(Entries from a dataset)
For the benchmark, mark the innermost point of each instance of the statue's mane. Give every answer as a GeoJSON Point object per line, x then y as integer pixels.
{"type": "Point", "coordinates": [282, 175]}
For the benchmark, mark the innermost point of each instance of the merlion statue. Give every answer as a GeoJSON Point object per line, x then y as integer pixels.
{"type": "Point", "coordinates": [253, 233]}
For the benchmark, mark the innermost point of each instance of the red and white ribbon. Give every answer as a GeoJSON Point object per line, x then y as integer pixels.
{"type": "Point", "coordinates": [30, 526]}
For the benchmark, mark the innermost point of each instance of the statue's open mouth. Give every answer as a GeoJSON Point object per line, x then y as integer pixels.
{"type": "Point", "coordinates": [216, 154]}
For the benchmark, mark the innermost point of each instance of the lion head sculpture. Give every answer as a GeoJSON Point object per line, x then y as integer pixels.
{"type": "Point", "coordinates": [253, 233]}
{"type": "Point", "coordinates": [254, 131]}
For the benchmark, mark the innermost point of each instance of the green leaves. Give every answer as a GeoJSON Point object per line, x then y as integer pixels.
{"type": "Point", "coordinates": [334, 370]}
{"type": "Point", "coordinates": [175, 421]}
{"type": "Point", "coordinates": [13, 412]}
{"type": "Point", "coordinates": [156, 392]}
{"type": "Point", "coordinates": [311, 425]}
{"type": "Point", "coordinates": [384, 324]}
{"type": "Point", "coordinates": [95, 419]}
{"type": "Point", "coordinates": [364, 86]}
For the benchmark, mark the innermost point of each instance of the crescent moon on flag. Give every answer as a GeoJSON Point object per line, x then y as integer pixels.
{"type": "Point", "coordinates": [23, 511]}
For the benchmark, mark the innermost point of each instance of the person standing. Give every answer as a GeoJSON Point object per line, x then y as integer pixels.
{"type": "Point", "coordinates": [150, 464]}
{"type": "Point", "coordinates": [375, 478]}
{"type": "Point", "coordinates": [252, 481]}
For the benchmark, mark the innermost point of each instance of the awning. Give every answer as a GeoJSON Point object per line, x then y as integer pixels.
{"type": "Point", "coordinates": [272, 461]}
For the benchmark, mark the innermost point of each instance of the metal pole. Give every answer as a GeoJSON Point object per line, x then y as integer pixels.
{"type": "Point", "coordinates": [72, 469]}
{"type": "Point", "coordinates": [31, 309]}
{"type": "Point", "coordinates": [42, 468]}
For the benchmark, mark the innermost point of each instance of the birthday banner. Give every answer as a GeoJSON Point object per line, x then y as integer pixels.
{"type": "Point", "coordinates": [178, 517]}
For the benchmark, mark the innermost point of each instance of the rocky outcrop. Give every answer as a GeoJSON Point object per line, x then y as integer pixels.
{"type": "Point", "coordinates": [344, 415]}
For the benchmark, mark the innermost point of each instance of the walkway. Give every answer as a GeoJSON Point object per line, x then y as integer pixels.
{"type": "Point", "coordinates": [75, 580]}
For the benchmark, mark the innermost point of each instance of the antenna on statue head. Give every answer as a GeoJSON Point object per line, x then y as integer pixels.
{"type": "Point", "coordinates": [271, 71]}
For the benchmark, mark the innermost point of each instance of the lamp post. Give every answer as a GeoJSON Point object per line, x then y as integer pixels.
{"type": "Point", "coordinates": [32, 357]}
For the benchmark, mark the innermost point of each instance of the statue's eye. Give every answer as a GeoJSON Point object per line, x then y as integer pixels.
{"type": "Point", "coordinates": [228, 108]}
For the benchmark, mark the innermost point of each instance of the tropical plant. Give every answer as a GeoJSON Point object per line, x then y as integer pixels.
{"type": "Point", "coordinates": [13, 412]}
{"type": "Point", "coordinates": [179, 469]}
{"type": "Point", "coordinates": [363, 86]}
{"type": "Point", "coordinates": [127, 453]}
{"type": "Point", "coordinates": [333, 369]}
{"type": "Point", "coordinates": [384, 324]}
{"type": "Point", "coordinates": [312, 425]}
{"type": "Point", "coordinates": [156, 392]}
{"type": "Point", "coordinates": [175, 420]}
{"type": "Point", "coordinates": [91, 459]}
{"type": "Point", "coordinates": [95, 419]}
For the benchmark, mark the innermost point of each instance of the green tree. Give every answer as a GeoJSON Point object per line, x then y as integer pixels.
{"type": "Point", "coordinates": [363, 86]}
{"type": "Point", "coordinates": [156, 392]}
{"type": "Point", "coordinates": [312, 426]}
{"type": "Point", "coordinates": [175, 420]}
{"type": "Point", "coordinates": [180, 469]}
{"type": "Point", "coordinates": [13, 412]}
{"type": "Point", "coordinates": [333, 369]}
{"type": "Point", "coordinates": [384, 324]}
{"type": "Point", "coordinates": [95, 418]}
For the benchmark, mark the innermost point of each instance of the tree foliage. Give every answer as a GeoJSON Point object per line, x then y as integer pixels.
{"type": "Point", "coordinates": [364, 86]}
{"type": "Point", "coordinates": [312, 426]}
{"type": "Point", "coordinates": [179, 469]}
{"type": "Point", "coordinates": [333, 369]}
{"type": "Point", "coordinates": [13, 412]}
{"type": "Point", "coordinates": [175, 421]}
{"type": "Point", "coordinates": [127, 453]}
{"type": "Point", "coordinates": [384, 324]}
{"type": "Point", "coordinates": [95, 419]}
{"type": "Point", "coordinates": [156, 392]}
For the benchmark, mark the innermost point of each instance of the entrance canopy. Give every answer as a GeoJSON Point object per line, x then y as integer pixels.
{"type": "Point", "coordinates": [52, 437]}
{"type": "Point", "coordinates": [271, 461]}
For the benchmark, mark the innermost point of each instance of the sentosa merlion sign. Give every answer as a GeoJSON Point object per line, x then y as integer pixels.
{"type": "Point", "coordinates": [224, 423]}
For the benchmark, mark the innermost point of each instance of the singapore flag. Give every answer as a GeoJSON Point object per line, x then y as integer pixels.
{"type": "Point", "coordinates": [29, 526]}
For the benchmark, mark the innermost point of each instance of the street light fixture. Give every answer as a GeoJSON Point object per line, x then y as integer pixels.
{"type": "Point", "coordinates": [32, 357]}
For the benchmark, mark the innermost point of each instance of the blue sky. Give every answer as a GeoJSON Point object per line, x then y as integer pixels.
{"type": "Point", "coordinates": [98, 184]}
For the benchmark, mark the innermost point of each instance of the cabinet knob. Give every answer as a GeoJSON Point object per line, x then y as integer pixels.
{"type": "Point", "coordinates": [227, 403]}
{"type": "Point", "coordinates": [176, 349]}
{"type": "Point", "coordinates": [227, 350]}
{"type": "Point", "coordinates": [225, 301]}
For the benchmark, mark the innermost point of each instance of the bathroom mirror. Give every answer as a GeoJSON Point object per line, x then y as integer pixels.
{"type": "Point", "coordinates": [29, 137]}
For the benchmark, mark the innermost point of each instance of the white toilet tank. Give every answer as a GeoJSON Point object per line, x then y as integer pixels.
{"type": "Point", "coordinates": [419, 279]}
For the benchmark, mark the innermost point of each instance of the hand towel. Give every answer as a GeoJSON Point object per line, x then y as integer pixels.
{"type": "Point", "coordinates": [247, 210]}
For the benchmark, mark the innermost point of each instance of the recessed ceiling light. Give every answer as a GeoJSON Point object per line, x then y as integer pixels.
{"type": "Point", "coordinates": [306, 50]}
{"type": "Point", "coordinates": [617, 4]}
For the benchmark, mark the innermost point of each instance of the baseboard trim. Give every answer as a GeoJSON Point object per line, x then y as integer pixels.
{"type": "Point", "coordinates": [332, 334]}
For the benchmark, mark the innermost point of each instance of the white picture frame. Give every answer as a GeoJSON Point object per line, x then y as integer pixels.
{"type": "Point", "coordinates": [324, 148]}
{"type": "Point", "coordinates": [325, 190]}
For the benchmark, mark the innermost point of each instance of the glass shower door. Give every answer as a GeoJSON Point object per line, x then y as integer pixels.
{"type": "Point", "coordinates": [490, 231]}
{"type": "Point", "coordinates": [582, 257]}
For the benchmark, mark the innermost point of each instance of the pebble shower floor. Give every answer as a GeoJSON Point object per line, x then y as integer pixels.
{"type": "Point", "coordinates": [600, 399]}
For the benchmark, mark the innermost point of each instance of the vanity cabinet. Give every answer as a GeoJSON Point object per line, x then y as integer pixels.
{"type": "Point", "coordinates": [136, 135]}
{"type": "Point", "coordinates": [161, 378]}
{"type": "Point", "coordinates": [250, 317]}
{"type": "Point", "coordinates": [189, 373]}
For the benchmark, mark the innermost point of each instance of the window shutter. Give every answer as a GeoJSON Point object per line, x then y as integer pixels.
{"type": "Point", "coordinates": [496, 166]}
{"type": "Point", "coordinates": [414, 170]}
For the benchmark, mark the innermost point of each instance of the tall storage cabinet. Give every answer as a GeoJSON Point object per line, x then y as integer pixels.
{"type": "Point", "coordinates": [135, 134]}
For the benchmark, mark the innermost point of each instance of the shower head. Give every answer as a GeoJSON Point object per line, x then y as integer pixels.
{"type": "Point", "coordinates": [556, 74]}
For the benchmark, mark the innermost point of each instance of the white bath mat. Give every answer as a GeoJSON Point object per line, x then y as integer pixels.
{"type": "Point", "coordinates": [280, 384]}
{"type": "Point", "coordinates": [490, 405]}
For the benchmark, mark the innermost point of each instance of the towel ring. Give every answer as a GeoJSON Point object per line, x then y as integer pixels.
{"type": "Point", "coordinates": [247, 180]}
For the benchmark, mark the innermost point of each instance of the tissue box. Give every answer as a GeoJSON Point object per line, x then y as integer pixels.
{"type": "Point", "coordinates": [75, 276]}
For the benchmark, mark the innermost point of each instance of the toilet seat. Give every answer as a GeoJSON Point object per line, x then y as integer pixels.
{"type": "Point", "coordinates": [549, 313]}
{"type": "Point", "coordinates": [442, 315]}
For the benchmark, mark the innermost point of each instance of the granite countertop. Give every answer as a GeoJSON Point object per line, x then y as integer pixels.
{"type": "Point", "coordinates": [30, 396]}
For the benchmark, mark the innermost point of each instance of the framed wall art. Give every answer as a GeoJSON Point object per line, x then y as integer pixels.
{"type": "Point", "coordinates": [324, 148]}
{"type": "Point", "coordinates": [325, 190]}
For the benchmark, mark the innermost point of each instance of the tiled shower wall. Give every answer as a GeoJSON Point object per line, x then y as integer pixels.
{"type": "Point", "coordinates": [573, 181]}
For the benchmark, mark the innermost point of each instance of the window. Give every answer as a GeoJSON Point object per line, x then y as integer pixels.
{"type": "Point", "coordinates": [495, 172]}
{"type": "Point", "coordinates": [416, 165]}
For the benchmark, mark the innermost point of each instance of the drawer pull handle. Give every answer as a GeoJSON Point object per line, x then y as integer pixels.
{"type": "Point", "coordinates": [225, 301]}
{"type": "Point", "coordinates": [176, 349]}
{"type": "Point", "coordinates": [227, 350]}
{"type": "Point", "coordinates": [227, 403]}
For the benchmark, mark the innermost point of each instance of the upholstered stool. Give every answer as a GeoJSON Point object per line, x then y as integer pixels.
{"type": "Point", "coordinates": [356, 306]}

> Exercise description
Reproduce exactly the line that holds "of the tiled", then every line after it, ending with the final line of the records above.

> Task result
For the benchmark, mark the innermost point of each instance of the tiled shower wall. Give every answer as a GeoJSON Point object per line, x then y as integer pixels.
{"type": "Point", "coordinates": [573, 181]}
For the benchmark, mark the innermost point of each instance of the window. Give every answer as a GeoJSON Point object per line, x then y as integer pixels.
{"type": "Point", "coordinates": [495, 172]}
{"type": "Point", "coordinates": [416, 165]}
For the benchmark, mark the innermost point of each instance of the drawer pull handle. Give every answer as a GeoJSON Point object per line, x then y as integer pixels.
{"type": "Point", "coordinates": [225, 301]}
{"type": "Point", "coordinates": [176, 349]}
{"type": "Point", "coordinates": [227, 350]}
{"type": "Point", "coordinates": [227, 403]}
For the benchmark, mark the innermost point of each instance of the upholstered stool. Give every answer as a GeoJSON Point object per line, x then y as integer pixels.
{"type": "Point", "coordinates": [356, 306]}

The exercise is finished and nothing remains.